§ Exercise aim
Render every line of the records below as an item in a numbered list, leaving out any blank lines.

§ Raw records
-----

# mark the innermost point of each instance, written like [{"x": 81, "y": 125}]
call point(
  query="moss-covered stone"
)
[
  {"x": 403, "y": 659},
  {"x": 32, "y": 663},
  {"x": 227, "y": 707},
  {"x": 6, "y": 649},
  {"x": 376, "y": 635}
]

-----

§ Finished answer
1. # mark the innermost point of each instance, written like [{"x": 81, "y": 125}]
2. call point(
3.   query="moss-covered stone"
4. )
5. [
6.   {"x": 403, "y": 659},
7.   {"x": 32, "y": 663},
8.   {"x": 227, "y": 707},
9.   {"x": 6, "y": 649},
10.   {"x": 376, "y": 635}
11. ]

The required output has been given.